So, what exactly is marketing? It is, plainly put, the science of making you want something. It is as vital to commerce as oxygen is to life, because if you don’t want something, then as a practical matter there is no force compelling you to purchase it[2]. And it is important to distinguish want in this context from need. There are very few things we as humans truly need aside from air, food, water, and shelter. Need is about survival. But once we start distinguishing one sort of food from another, or declaring one person’s shelter superior to another, then we are squarely in the realm of marketing. Go all the way back to day one and you will discover that God himself started the whole marketing thing there in the garden, employing one of the most effective techniques of all time, i.e. making the first man and woman want something by telling them they couldn’t have it[3]. There was no surer way of getting Adam and Eve to eat from that tree than telling them it was off-limits. If he hadn’t said a word about the tree, they never would have known the difference and history would be very different today[4]. Steve Jobs knows his history[5], and he knows that the surest way to generate hysterical demand for the newest iPhone is to spread the word that you can’t get one.

To frame things a bit more scientifically, marketing is all about creating or enlarging what I will call your perception gap, i.e. the gap between how you feel now about a particular product/service and how you will (presumably) feel when you’ve acquired the product/service in question. There may be no gap at all initially; you may be perfectly content with your current cell phone, car, or hamburger. But then along comes a newer, better model and suddenly the gap begins to appear, widening a bit more each time you see the new item and then have to look back at your increasing pathetic and inadequate one. Or there may be an existing perception gap you’ve been nursing or trying to ignore for some time. You may know perfectly well that your infant’s stroller is kind of lame. You feel it on every play date. Then along comes that ad for the newest model (“Doesn’t YOUR child deserve the very best?”), and the gap begins widening, quickly[6]. It takes a strong will indeed to ignore the gap between what you have and what you could have[7]. It is the exploitation of this gap that gets marketers up in the morning.

So how can the marketing professional widen the gap and make you feel that unavoidable urge to replace something perfectly functional[8] with a new version that does more or less the same thing? Case in point—even as I write this, I am glancing periodically at the cell phone next to me, an item that has served me reasonably well for three years and which continues to work fine. These days though I am bombarded with marketing messages about new G4 networks, high-resolution cameras, multi-party video-teleconferencing, and downloadable apps. The unstated message is clearly that I am a world-class loser if I do not possess these features on my phone, and an even bigger loser if I’m not willing to freely admit how very badly I want these features. The gap has begun to grow already, and I can scarcely walk past an Apple store these days without feeling that less-than-subtle tug.

[Dataset records on object locations]
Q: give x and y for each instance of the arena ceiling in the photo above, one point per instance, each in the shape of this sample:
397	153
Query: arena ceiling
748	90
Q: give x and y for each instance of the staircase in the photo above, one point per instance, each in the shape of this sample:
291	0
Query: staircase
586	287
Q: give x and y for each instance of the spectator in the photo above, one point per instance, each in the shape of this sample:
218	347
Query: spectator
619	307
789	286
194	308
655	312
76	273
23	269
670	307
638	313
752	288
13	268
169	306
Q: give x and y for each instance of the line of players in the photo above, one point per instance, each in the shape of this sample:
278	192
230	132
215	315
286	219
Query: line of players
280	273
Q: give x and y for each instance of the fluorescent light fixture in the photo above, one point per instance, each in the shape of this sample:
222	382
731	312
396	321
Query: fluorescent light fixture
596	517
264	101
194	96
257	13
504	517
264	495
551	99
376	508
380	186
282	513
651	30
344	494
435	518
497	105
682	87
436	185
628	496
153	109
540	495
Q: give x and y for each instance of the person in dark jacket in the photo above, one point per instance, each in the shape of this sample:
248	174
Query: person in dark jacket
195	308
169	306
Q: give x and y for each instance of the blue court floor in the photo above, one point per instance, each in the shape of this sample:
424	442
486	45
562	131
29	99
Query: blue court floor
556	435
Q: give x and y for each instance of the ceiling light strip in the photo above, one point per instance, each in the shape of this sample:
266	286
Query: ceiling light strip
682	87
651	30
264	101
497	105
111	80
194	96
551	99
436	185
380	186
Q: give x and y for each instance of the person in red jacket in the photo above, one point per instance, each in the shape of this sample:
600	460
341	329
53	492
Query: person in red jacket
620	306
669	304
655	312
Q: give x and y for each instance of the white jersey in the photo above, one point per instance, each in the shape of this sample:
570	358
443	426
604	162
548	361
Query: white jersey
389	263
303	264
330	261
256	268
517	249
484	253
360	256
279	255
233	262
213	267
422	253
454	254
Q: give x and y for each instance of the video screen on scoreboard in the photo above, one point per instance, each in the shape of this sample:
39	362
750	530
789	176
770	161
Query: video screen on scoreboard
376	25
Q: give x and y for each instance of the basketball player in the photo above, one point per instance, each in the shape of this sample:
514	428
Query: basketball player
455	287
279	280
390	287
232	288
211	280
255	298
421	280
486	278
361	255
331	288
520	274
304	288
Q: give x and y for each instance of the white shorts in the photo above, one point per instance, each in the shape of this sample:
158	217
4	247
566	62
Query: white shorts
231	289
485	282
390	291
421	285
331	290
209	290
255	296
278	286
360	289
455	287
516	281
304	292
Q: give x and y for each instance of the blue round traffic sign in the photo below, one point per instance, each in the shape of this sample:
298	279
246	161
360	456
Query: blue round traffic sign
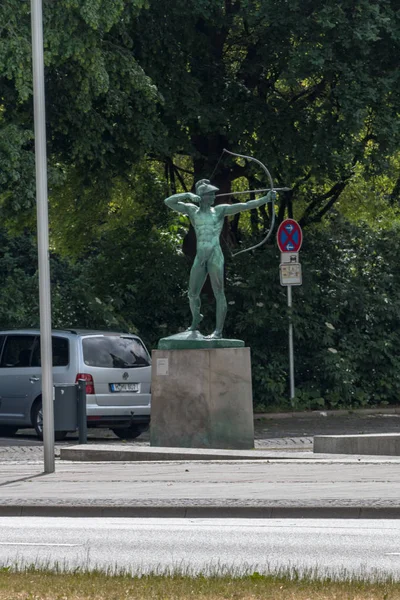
289	236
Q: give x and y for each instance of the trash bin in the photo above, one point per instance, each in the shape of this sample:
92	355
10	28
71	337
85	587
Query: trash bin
65	407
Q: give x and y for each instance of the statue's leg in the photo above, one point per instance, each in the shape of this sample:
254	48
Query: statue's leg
216	272
197	278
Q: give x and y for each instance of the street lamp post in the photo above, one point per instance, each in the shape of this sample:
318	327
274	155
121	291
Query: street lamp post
43	234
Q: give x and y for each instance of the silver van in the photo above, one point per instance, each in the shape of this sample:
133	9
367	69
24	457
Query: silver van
116	367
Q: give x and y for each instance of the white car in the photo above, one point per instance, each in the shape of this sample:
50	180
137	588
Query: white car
116	367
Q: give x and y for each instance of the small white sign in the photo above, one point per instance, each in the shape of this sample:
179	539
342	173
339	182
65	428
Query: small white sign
162	366
290	274
291	257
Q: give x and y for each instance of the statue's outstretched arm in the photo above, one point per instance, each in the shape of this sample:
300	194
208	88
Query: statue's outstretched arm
176	202
233	209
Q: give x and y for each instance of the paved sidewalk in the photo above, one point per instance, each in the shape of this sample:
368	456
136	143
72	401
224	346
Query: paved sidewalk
289	482
280	486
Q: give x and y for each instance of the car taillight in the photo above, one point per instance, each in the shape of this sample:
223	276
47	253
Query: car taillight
89	382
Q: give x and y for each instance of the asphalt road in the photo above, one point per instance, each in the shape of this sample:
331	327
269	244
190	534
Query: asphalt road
340	548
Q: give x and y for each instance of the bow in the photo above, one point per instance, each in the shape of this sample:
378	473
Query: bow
264	168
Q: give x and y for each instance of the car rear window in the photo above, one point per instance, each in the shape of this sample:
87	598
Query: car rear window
117	352
17	351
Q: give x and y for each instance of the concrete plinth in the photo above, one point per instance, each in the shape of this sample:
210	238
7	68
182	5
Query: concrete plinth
202	399
380	444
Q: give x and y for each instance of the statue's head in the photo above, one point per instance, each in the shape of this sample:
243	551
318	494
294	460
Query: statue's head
206	191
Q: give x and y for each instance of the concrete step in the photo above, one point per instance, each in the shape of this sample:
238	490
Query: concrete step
381	444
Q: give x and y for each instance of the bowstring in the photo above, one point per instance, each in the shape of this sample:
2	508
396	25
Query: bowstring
217	165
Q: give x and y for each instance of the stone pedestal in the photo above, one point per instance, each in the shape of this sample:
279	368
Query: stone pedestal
202	399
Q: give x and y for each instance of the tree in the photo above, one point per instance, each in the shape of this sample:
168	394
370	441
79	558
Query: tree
309	87
101	106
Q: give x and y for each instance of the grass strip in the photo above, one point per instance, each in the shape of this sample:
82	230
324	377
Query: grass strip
47	585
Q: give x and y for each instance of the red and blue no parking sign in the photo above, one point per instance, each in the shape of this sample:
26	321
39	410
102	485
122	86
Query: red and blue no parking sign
289	236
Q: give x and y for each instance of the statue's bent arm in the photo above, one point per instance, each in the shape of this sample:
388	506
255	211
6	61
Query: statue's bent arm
233	209
176	203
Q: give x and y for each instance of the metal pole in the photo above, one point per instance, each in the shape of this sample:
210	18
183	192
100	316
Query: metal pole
82	417
43	235
291	355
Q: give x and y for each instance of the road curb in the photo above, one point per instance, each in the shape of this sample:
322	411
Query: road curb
203	512
393	410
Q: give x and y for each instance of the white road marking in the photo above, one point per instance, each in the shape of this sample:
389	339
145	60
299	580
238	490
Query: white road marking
37	544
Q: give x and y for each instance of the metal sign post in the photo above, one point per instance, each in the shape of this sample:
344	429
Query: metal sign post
43	235
290	238
291	355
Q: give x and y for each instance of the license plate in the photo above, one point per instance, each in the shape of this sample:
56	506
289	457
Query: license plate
124	387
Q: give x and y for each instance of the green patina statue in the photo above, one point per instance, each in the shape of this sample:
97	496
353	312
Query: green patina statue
208	221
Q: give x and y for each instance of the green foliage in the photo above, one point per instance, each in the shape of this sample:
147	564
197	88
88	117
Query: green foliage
308	87
345	317
139	271
101	107
74	303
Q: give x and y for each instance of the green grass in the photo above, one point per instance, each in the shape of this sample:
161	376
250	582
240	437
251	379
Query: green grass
34	584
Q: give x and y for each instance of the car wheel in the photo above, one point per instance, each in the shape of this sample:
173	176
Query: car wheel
129	433
37	422
8	430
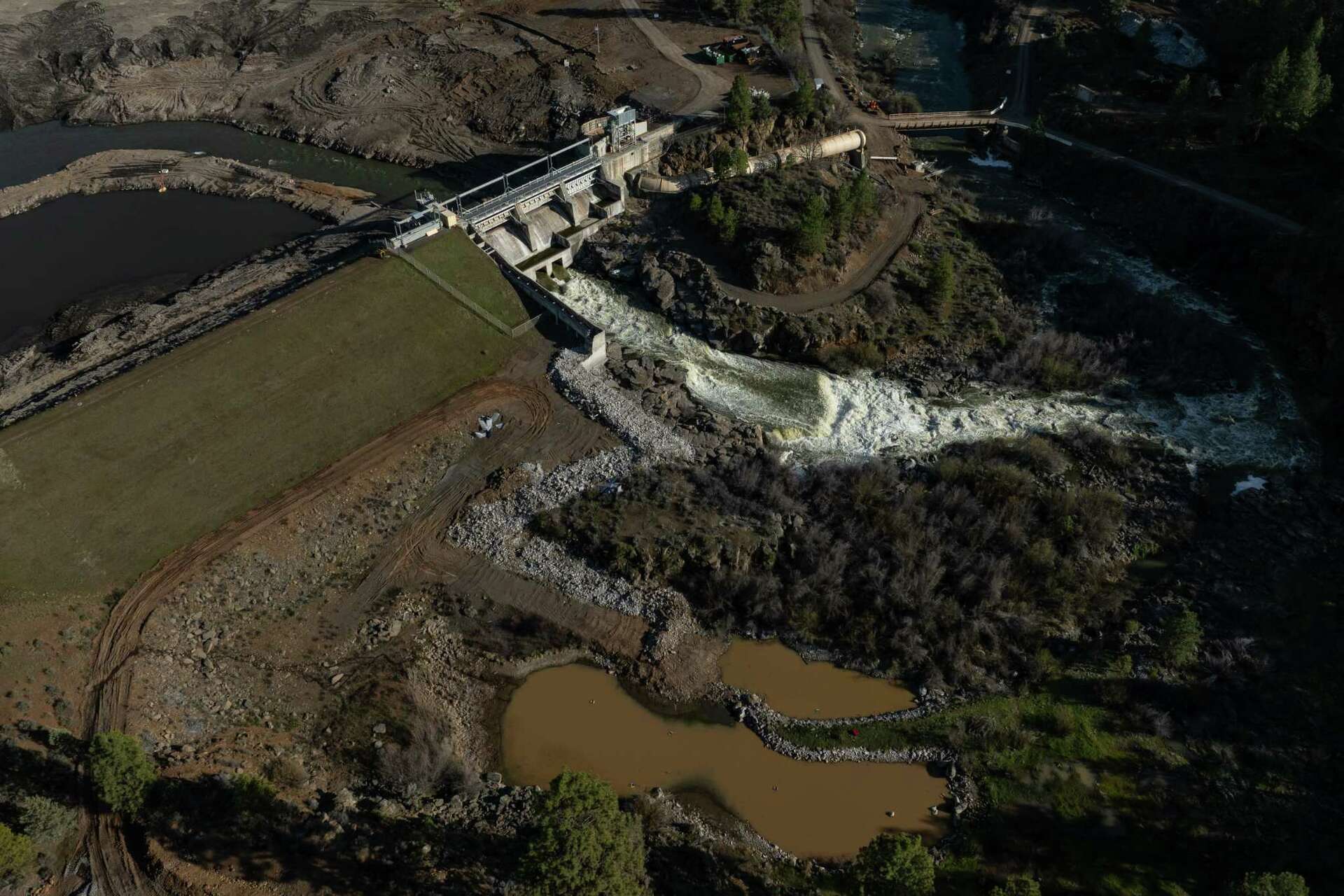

**Required work**:
1) State whether each statement agrees with the essay on marketing, answering yes or no and quoting the deciding words: (a) The essay says need is about survival. (b) The writer's cell phone has stopped working properly. (c) The essay names the gap between present and expected feelings about a product the "perception gap."
2) Pick out every line of the records that contains the word "patina".

**Solutions per task**:
1)
(a) Yes: "Need is about survival."
(b) No: "which continues to work fine."
(c) Yes: "what I will call your perception gap"

2)
Q: give x and y for each instance of the green patina statue in the photo above, one point per instance, each in the shape of this sample:
Query: green patina statue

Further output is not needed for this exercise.